[Problem]
Please turn the data below into a numbered list with one line per item, leaving out the blank lines.

══ Records for the exercise ══

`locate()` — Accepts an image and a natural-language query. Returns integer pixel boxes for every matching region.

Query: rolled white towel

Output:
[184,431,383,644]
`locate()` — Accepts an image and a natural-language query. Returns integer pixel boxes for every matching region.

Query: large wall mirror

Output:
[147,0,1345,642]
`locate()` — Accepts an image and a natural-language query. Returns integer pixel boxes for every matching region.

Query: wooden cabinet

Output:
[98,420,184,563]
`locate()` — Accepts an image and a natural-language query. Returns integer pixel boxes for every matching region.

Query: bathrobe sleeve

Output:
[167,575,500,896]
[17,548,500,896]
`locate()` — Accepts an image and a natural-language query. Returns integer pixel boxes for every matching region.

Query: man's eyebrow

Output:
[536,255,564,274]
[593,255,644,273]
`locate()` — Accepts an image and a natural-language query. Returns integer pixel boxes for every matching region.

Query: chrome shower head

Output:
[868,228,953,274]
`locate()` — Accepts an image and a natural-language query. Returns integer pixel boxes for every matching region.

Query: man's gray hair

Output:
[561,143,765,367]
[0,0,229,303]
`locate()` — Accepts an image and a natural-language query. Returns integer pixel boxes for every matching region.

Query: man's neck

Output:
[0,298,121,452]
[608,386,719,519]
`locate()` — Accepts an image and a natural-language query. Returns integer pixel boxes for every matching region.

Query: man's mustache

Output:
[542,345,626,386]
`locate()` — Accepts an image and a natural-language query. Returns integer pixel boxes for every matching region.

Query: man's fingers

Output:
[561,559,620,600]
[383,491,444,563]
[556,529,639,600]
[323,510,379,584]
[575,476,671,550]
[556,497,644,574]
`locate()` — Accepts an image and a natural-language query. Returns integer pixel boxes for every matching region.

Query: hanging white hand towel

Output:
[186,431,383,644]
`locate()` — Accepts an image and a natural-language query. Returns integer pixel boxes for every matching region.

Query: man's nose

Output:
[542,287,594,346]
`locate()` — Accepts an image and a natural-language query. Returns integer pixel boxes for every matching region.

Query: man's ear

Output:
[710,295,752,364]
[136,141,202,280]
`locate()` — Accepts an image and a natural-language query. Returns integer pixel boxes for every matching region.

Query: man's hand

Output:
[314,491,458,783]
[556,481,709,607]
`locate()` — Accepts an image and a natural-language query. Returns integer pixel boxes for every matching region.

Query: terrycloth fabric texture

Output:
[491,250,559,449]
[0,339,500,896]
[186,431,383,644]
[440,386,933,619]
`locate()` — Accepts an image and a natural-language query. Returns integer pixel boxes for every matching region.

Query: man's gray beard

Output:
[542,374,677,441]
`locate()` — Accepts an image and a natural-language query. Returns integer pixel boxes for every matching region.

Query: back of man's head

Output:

═══

[Expected answer]
1. `locate()` — Accepts an image and a natural-language query. Returns integer pixel boxes for every matching region.
2. Query: rolled white towel
3. Output:
4. [184,431,383,644]
5. `locate()` — Accepts an image and a natural-language query. Returns integer pixel boxes for every matching region.
6. Query: large wall mirror
7. Output:
8. [147,0,1345,642]
9. `locate()` — Accepts an image and a natural-language query. Returns integer pixel boxes for every matching region.
10. Query: wooden cabinet
11. Output:
12. [98,420,184,563]
13. `locate()` — Accepts an image and a natural-language query. Returns integer pixel boxes for every matching region.
14. Query: bathrobe sleeve
15. Output:
16. [167,575,500,896]
17. [17,548,500,896]
18. `locate()` — Accepts an image and a natural-language query. Returns integer pixel boxes for every matching region.
19. Query: man's eyebrow
20. Output:
21. [536,255,564,274]
22. [593,255,644,273]
23. `locate()` — Accepts an image and a natural-language query. Returns integer pixel boxes for every matching region.
24. Query: chrome shower head
25. Output:
26. [868,228,953,274]
27. `locate()` — Accepts an image and a natural-language query. Returns integer pixel boxes for every matching region.
28. Query: man's gray hair
29. Output:
30. [561,143,765,367]
31. [0,0,229,303]
32. `locate()` — Accepts an image and a natural-language query. Returns integer pixel boxes for every matching region.
33. Query: man's neck
34. Output:
35. [0,298,121,452]
36. [608,386,719,519]
37. `locate()` — Accepts an image and a natural-language query. Returns integer pixel boxes for every matching region.
38. Query: man's mustache
39. Output:
40. [542,345,626,386]
41. `locate()` — Accepts an image and a natural-language query. Returns integer pixel boxes for every matching region.
42. Query: man's fingers
43. Output:
44. [561,559,620,600]
45. [383,491,444,563]
46. [556,529,639,600]
47. [323,510,379,584]
48. [575,476,671,550]
49. [556,497,644,574]
50. `locate()` — Accepts an image and a natural-language query. Returns integer pixel boxes for every matching region.
51. Query: hanging white hand towel
52. Output:
53. [186,431,383,644]
54. `locate()` — Accepts an image and a natural-language query. Returns integer pixel boxes for every matching region.
55. Query: man's nose
56. Output:
57. [542,287,594,346]
58. `locate()` — Accepts an image and a natural-language query. Returns integer pixel boxes for every matching region.
59. Query: man's ear
60. Output:
61. [710,295,752,364]
62. [136,141,202,280]
63. `locate()` — Accepts an image and a natural-language query. Returns integer pixel boxes for every matching region.
64. Query: man's hand
65. Output:
66. [314,491,458,783]
67. [556,481,709,607]
68. `locate()` — Accepts an image and a natural-language query. Returns integer pixel boxes for every matching region.
69. Query: terrycloth fabric texture
70. Output:
71. [491,250,559,449]
72. [0,339,500,896]
73. [186,431,383,644]
74. [440,386,933,619]
75. `locate()` — Accepts an image and a natural-language query. Returns integer pixel boxes for every matching region.
76. Query: man's gray beard
77. Output:
78. [542,374,677,441]
79. `locate()` — Accepts an image and a natural-language query. Returns integer pixel boxes for every matching region.
80. Query: back of man's head
81. Output:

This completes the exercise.